» **ТЕКСТ**:
Нащупав почву под ногами, Дауни, на тот момент самый младший писатель в «Субботним вечером в прямом эфире», начал оказывать сильное влияние на шоу. Он работал в тесной связке с Биллом Мюрреем (с которым они делили офис четыре года), Дэном Эйкройдом, Джоном Белуши, Гилдой Раднер, Джейн Куртин и Ларейн Ньюман. Последние 40 лет Дауни писал для каждой звезды, которую шоу произвело на свет, включая Мартина Шорта, Джона Ловитца, Майка Майерса, Эдди Мерфи, Криса Фарли, Норма Макдональда, Фила Хартмана, Дэну Карви, Джен Хукс, Роба Шнайдера, Адама Сэндлера, Уилла Феррелла, Билла Хедера, Эми Полер, Джулию Луис-Дрейфус, Фреда Армисена, Кенана Томпсона и десятки других. Дауни – единственная константа в шоу, которое пережило немыслимое количество изменений. На протяжении его работы он заслужил репутацию доброго терпеливого наставника для бессчетного количества молодых писателей (большинство из которых он самолично нанял), в том числе Джека Хэнди, Джоржда Мейера, Роберта Шмигеля и Конана О’Брайена. «Если всех молодых писателей кто-то и научил, как правильно создавать скетчи, – говорит Шмигель, – то это был Джим Дауни».

» **ЗАДАНИЕ A**: С кем, согласно тексту о Джиме Дауни, он делил офис и сколько лет?
» **ЗАДАНИЕ B**: Перепишите абзац текста о Джиме Дауни, начинающийся словами «Нащупав почву под ногами», в виде короткого списка, сохранив главные факты.
» **ЗАДАНИЕ C**: Изложите текст о Джиме Дауни в двух предложениях.

» **СТРОКИ ДАННЫХ**:

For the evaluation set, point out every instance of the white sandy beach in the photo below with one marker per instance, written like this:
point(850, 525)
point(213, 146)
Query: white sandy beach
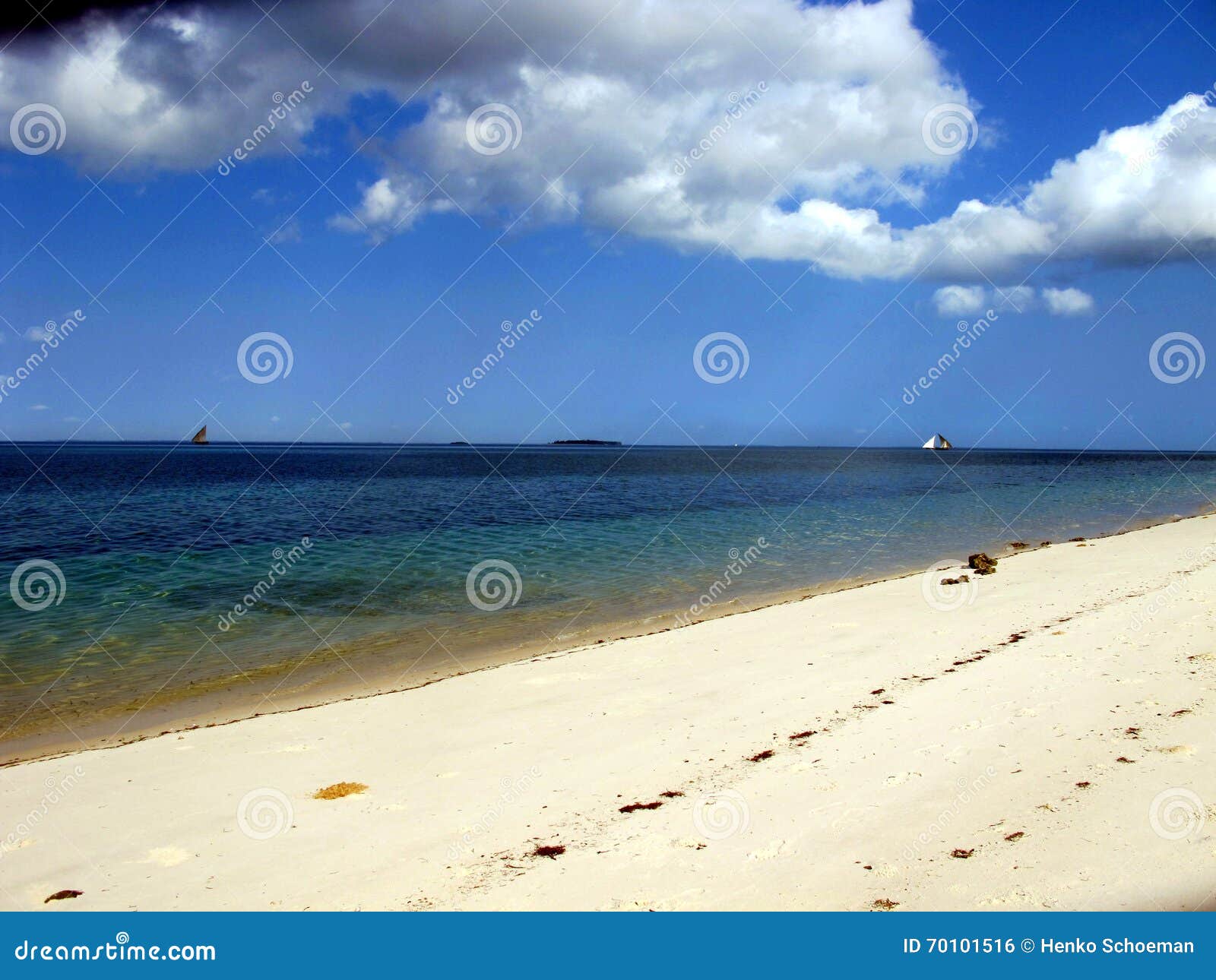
point(1075, 765)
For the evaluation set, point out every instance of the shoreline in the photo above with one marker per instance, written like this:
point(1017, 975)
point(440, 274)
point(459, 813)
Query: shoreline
point(326, 684)
point(1028, 749)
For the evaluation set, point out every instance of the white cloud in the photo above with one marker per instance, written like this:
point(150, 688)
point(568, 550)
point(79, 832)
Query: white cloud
point(614, 101)
point(958, 301)
point(962, 301)
point(1068, 302)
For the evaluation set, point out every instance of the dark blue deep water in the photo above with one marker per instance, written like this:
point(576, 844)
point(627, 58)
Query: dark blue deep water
point(155, 545)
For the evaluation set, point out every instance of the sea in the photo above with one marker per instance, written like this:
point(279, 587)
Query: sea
point(152, 584)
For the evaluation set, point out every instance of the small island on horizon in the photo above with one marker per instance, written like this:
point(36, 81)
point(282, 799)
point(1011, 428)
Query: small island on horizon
point(584, 443)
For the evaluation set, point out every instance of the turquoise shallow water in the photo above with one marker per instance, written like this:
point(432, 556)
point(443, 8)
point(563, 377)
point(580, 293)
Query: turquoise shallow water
point(154, 546)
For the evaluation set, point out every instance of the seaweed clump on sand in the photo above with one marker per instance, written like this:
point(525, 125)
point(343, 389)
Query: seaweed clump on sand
point(980, 563)
point(337, 791)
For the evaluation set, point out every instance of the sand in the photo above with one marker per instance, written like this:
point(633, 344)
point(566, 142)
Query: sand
point(1047, 744)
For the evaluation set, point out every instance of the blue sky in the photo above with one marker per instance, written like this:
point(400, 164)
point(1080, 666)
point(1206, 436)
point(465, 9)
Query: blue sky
point(168, 258)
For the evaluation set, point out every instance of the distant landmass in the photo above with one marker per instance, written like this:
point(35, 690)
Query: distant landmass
point(584, 443)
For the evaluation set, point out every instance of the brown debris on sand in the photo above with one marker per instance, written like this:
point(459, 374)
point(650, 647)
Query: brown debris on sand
point(982, 563)
point(632, 806)
point(337, 791)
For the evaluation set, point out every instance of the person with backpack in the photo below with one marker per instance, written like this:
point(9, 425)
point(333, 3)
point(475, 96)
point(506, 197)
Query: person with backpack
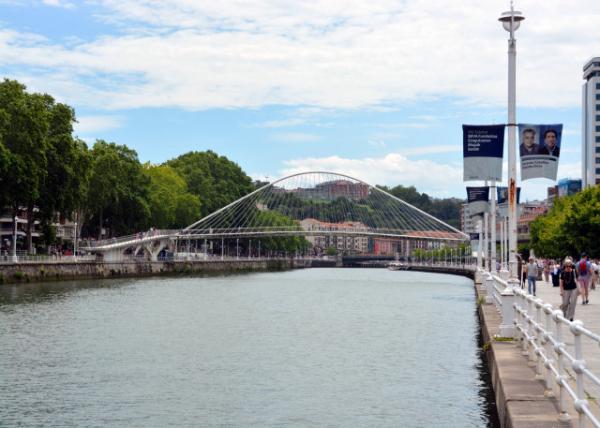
point(568, 289)
point(584, 272)
point(532, 272)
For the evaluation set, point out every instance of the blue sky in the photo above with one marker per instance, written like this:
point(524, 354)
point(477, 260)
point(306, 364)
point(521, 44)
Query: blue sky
point(377, 90)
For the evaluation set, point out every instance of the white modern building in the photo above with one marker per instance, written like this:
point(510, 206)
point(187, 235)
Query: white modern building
point(590, 132)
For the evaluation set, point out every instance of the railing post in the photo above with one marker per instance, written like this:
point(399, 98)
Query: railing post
point(530, 331)
point(578, 367)
point(489, 288)
point(507, 297)
point(548, 392)
point(539, 355)
point(561, 379)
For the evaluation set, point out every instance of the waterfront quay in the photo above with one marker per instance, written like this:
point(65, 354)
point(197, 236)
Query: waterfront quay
point(543, 366)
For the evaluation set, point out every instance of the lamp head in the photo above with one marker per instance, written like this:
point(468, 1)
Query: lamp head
point(505, 18)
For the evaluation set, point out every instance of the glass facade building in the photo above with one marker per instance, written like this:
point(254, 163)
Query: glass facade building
point(590, 132)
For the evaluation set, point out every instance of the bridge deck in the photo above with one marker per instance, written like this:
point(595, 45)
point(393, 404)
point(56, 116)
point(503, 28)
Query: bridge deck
point(590, 315)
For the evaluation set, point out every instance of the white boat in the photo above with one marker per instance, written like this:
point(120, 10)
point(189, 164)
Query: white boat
point(397, 266)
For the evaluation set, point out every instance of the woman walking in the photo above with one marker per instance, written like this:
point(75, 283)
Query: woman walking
point(568, 289)
point(531, 275)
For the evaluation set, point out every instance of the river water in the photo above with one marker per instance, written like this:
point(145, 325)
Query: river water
point(304, 348)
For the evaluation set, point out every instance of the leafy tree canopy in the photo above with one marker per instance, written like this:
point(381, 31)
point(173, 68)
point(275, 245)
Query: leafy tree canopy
point(216, 180)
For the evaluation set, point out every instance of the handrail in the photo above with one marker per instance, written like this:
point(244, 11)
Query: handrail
point(539, 326)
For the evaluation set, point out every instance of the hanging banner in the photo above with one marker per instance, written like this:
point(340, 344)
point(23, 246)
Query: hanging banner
point(502, 193)
point(539, 149)
point(483, 146)
point(478, 198)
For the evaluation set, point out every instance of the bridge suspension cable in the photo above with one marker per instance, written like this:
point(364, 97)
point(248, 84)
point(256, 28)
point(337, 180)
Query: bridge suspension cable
point(322, 202)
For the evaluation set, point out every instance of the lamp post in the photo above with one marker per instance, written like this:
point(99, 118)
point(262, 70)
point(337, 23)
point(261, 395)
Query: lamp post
point(75, 244)
point(511, 21)
point(15, 259)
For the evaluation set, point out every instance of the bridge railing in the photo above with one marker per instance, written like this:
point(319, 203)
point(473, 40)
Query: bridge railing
point(43, 258)
point(542, 331)
point(132, 239)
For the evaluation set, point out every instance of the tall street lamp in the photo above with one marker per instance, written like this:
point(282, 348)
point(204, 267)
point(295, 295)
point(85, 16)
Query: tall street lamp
point(15, 258)
point(511, 21)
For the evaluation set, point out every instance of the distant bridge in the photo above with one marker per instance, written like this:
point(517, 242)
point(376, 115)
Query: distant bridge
point(327, 209)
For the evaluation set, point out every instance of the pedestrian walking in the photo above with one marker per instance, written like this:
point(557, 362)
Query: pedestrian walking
point(584, 272)
point(532, 273)
point(568, 289)
point(547, 268)
point(555, 274)
point(595, 268)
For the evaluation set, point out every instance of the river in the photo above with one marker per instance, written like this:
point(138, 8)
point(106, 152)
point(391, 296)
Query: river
point(303, 348)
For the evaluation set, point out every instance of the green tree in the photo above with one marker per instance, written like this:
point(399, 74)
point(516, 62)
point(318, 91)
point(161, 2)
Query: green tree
point(171, 205)
point(216, 180)
point(570, 227)
point(118, 190)
point(25, 124)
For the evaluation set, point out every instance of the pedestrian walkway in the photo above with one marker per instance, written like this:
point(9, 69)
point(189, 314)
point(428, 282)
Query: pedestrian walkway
point(590, 316)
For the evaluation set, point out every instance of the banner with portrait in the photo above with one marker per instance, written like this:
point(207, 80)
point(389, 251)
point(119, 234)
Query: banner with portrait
point(539, 150)
point(502, 193)
point(483, 146)
point(474, 241)
point(478, 199)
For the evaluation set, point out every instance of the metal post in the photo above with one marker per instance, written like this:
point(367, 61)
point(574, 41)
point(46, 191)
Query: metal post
point(75, 244)
point(511, 21)
point(578, 367)
point(506, 255)
point(548, 350)
point(15, 258)
point(562, 378)
point(493, 227)
point(486, 242)
point(502, 243)
point(480, 249)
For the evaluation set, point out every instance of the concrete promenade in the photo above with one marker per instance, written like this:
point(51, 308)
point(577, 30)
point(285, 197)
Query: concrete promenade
point(590, 316)
point(519, 396)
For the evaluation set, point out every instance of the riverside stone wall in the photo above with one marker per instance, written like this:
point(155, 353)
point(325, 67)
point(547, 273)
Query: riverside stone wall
point(34, 272)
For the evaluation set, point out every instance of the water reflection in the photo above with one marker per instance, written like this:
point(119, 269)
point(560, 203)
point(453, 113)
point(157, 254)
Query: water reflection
point(319, 347)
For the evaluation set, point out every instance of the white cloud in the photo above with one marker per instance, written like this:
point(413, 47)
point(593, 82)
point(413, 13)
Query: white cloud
point(392, 169)
point(59, 3)
point(295, 137)
point(377, 143)
point(333, 54)
point(432, 149)
point(281, 123)
point(90, 124)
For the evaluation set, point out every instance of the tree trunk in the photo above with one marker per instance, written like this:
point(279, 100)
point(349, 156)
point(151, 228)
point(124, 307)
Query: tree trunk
point(30, 224)
point(100, 229)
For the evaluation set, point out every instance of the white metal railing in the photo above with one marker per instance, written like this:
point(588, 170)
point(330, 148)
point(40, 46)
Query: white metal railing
point(540, 330)
point(30, 258)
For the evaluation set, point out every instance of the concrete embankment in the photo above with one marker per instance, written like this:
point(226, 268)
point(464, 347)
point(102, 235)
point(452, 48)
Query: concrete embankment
point(34, 272)
point(520, 398)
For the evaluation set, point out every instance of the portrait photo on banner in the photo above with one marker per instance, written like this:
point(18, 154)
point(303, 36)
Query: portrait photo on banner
point(539, 150)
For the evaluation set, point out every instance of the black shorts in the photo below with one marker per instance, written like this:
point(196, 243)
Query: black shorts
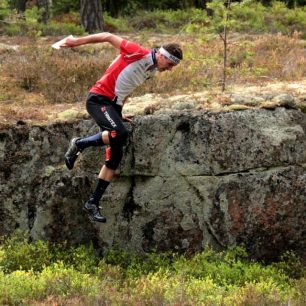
point(106, 113)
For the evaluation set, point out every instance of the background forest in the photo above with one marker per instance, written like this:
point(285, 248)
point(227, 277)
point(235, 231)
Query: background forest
point(265, 43)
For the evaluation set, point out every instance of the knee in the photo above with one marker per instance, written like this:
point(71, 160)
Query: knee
point(118, 138)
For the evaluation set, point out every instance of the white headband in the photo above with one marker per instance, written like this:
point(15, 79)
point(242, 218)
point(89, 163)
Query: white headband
point(169, 56)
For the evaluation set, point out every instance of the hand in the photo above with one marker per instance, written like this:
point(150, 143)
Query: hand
point(128, 118)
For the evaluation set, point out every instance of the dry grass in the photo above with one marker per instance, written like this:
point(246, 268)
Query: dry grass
point(36, 82)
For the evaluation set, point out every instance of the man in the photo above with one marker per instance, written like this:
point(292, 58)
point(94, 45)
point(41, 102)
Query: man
point(130, 69)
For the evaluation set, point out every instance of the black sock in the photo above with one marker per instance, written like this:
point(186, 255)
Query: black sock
point(90, 141)
point(98, 193)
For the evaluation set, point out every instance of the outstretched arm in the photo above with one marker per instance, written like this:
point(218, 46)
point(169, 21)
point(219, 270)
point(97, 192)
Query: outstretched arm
point(94, 38)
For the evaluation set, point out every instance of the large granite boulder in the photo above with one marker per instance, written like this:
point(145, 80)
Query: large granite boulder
point(187, 179)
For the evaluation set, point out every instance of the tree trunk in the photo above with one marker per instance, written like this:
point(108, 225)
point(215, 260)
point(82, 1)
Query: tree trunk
point(91, 15)
point(44, 6)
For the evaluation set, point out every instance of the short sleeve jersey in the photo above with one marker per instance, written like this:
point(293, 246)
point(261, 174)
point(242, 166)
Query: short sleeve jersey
point(130, 69)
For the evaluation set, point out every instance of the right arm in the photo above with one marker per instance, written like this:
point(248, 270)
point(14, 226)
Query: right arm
point(94, 38)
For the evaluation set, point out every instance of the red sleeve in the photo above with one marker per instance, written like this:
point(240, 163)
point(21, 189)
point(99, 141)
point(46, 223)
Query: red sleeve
point(130, 48)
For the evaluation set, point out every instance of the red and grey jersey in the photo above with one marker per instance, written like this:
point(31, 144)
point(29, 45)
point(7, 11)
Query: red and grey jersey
point(130, 69)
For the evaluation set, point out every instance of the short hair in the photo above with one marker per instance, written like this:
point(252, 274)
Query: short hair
point(174, 49)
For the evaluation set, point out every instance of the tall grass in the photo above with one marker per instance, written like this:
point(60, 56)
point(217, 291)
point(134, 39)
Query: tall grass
point(80, 276)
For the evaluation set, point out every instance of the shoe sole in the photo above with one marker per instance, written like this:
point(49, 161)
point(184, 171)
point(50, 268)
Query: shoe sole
point(91, 217)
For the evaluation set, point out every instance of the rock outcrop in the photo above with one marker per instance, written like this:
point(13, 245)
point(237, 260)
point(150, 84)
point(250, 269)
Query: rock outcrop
point(188, 178)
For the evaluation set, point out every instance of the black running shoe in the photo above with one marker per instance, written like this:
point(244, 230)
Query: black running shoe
point(72, 153)
point(94, 212)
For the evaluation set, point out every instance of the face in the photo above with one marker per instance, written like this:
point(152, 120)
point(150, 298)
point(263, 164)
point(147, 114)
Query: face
point(163, 64)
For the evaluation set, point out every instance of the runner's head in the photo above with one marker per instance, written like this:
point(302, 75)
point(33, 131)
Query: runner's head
point(169, 56)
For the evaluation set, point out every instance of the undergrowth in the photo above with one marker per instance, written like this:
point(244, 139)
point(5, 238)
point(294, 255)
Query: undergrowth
point(41, 273)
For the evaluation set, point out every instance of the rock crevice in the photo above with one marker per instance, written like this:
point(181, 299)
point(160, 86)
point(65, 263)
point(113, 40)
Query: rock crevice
point(187, 179)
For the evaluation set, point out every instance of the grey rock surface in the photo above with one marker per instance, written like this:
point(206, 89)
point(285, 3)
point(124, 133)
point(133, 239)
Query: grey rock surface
point(187, 179)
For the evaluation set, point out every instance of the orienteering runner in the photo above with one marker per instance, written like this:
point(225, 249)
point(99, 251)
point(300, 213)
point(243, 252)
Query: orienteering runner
point(105, 100)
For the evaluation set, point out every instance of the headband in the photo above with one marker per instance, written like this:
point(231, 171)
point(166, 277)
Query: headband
point(169, 56)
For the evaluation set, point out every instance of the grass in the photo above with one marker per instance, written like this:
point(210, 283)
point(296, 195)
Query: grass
point(40, 273)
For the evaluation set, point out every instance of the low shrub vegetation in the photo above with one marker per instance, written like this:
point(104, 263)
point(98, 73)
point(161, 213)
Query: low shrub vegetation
point(41, 273)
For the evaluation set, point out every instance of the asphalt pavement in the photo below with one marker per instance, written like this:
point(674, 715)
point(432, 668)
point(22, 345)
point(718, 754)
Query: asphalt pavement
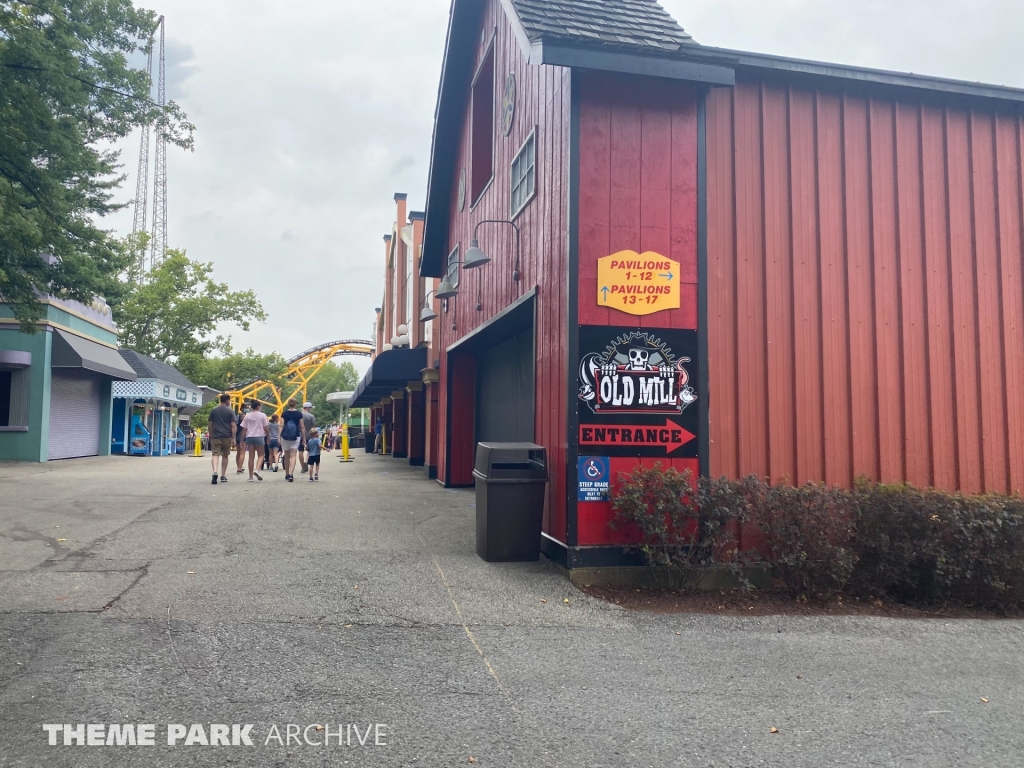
point(355, 610)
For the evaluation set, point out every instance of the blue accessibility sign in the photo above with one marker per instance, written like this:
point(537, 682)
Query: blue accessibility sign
point(594, 475)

» **РЕЗУЛЬТАТ A**: С Биллом Мюрреем, четыре года.

» **РЕЗУЛЬТАТ B**:
- Дауни, в то время самый младший писатель шоу, начал сильно на него влиять.
- Он тесно работал с Биллом Мюрреем (они четыре года делили офис), Дэном Эйкройдом, Джоном Белуши, Гилдой Раднер, Джейн Куртин и Ларейн Ньюман.
- Последние 40 лет он писал для каждой звезды шоу, включая Мартина Шорта, Майка Майерса, Эдди Мерфи, Адама Сэндлера, Уилла Феррелла, Эми Полер и десятки других.
- Дауни остается единственной константой шоу, пережившего огромное количество изменений.
- Он заслужил репутацию доброго терпеливого наставника молодых писателей, большинство из которых нанял сам, в том числе Джека Хэнди, Роберта Шмигеля и Конана О’Брайена.
- По словам Шмигеля, именно Дауни научил молодых писателей правильно создавать скетчи.

» **РЕЗУЛЬТАТ C**: Джим Дауни, начинавший самым младшим писателем шоу, за 40 лет писал для всех его звезд и остался единственной константой среди многочисленных изменений. Он прославился как добрый терпеливый наставник молодых писателей, многих из которых нанял сам, и, по словам Роберта Шмигеля, научил их создавать скетчи.